Consigne:
Dressez la liste de tous les destinataires des « mesures de soutien » que nomme le texte source.

Texte source:
--

Pour comprendre comment ce déséquilibre économique s’est formé, il est utile de revoir la toile de fond macroéconomique du début de la pandémie. Les gouvernements sont souvent en retard d’une guerre lorsqu’ils définissent leur politique économique. L’ombre de la grande crise financière de 2008 et de la spirale déflationniste qu’elle avait déclenchée était encore bien présente à l’esprit des décideurs quand la pandémie a éclaté, en mars 2020.

Les durs lendemains des mesures de stimulation

Quand les mesures en réponse à la COVID ont imposé une fermeture sans précédent de l’économie mondiale, le consensus voulait qu’il soit préférable pour les gouvernements d’en faire trop que de lésiner sur les mesures de soutien aux consommateurs, aux entreprises et aux marchés financiers. On n’avait guère réfléchi à la stratégie de sortie qui suivrait ce déversement massif dans l’économie de liquidités financées par la dette, et ce, en guise de protection contre un gouffre économique d’une profondeur et d’une durée inconnue. Retour rapide à aujourd’hui: les largesses fiscales et monétaires nord-américaines ont provoqué un dur lendemain de veille, dont l’inflation est le principal symptôme.

En théorie, lorsque la demande d’un bien ou d’un service dépasse l’offre disponible, le prix de ce bien augmente jusqu’à un niveau d’équilibre entre l’offre et la demande. L’arrêt brutal de l’économie en réponse à la COVID et la politique macroéconomique qui a suivi ont créé un tel scénario. Des goulots d’étranglement tout au long de la chaîne d’approvisionnement industrielle ont limité la disponibilité de nombreux biens, ceci pendant que les gouvernements stimulaient la demande en versant de l’argent aux consommateurs et en injectant des liquidités sur les marchés afin de se prémunir contre d’une interruption illimitée des revenus.

--

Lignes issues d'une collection
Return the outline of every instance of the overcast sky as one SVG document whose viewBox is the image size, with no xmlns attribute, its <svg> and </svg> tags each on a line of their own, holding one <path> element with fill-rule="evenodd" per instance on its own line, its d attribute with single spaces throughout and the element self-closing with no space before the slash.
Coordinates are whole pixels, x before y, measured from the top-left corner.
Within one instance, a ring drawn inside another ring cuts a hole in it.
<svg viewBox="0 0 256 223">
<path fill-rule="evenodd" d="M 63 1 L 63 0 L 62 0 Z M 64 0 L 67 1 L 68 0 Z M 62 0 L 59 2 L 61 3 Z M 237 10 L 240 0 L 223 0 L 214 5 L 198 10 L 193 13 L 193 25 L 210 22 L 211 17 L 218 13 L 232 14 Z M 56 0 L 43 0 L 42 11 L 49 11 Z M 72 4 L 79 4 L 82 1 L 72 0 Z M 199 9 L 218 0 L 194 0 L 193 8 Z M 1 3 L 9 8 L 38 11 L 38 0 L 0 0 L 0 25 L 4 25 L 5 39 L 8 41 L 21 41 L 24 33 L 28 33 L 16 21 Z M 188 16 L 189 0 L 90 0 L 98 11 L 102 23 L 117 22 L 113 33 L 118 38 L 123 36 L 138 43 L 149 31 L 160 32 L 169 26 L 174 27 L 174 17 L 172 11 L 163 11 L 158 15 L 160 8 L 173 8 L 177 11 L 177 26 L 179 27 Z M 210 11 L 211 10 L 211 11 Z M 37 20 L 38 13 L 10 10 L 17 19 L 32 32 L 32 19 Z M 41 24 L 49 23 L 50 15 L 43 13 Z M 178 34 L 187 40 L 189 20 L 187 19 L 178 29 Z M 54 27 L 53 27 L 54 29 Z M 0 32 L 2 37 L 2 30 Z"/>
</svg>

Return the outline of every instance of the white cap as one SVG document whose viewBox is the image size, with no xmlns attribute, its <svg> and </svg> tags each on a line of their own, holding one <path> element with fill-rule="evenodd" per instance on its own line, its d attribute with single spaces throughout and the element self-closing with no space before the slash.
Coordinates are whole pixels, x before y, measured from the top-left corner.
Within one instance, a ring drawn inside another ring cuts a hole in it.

--

Tâche réalisée:
- les consommateurs
- les entreprises
- les marchés financiers